Talk:Metadata

From Wikipedia, the free encyclopedia

This article is within the scope of Computing WikiProject, an attempt to build a comprehensive and detailed guide to computers and computing. If you would like to participate, you can edit the article attached to this page, or visit the project page, where you can join the project and/or contribute to the discussion.
Start This article has been rated as Start-Class on the quality scale
High This article has been rated as High-importance on the importance scale
This article is within the scope of WikiProject Databases.
??? This article has not yet received a rating on the assessment scale.
Mid rated as mid-importance on the assessment scale

(Please add new discussion to the end of the document.)

Contents

[edit] From LeeHunter

The following chunk makes no sense to me and I think it should be deleted. --LeeHunter 21:23, 23 Aug 2004 (UTC)

  • would also be given the metadata keywords '4 wheel drives', '4WDs' and 'four wheel drives', as this is what they are known as in Australia. [it's debatable whether the metadata really needs to have every synonym]

The example of metadata given looks more like a symbolic link.

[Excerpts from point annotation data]
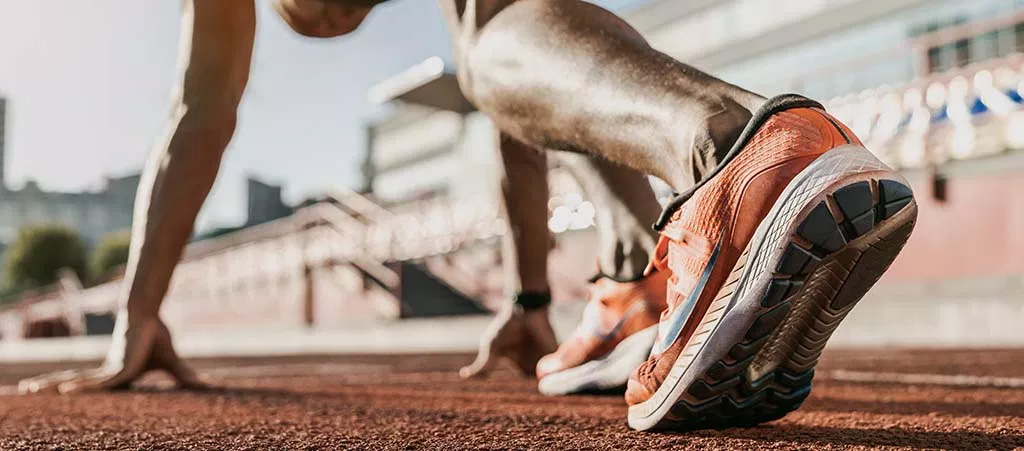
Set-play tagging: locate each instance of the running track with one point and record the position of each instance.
(861, 399)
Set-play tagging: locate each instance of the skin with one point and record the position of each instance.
(641, 110)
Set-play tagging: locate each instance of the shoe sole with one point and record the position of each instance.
(833, 233)
(607, 373)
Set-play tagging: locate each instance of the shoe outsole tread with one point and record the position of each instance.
(812, 290)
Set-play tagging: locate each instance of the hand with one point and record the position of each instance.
(520, 336)
(136, 349)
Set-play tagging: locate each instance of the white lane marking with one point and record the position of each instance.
(927, 379)
(293, 370)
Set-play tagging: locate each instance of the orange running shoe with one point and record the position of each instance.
(767, 254)
(617, 329)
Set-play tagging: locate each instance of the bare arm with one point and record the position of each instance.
(216, 48)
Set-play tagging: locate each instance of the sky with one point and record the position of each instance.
(88, 88)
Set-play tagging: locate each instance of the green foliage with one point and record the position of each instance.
(110, 254)
(39, 253)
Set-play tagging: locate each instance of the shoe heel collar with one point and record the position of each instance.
(771, 107)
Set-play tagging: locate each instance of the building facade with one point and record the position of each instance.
(91, 213)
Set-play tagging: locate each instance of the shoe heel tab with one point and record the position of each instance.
(770, 108)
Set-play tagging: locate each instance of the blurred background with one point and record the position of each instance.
(360, 191)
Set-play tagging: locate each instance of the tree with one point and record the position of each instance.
(110, 254)
(39, 252)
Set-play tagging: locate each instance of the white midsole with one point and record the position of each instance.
(767, 246)
(608, 372)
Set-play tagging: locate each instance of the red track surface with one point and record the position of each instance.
(416, 402)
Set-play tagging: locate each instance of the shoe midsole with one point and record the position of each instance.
(838, 166)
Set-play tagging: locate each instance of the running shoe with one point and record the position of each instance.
(767, 255)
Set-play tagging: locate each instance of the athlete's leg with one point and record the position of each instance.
(620, 319)
(521, 331)
(766, 254)
(568, 75)
(626, 207)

### GIVEN REQUEST
Retype the entire metadata talk page above, word for word.

### RESPONSE TO THE TASK
Talk:Metadata

From Wikipedia, the free encyclopedia

This article is within the scope of Computing WikiProject, an attempt to build a comprehensive and detailed guide to computers and computing. If you would like to participate, you can edit the article attached to this page, or visit the project page, where you can join the project and/or contribute to the discussion.
Start This article has been rated as Start-Class on the quality scale
High This article has been rated as High-importance on the importance scale
This article is within the scope of WikiProject Databases.
??? This article has not yet received a rating on the assessment scale.
Mid rated as mid-importance on the assessment scale

(Please add new discussion to the end of the document.)

Contents

[edit] From LeeHunter

The following chunk makes no sense to me and I think it should be deleted. --LeeHunter 21:23, 23 Aug 2004 (UTC)

  • would also be given the metadata keywords '4 wheel drives', '4WDs' and 'four wheel drives', as this is what they are known as in Australia. [it's debatable whether the metadata really needs to have every synonym]

The example of metadata given looks more like a symbolic link.